*WHAT THE TASK ASKS*
In the records below, please change "keypoint" to "marker" and leave every other part of the lines as it is.
>> start RECORDS FOR THE TASK
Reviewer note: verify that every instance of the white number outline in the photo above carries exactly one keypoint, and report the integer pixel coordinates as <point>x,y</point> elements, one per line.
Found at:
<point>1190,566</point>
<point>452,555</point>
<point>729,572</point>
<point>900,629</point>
>> end RECORDS FOR THE TASK
*EXERCISE RESPONSE*
Reviewer note: verify that every instance of the white number outline in the photo above carries exactly one marker, and report the integer pixel coordinates as <point>x,y</point> elements, one per line.
Found at:
<point>1190,566</point>
<point>452,555</point>
<point>729,572</point>
<point>900,629</point>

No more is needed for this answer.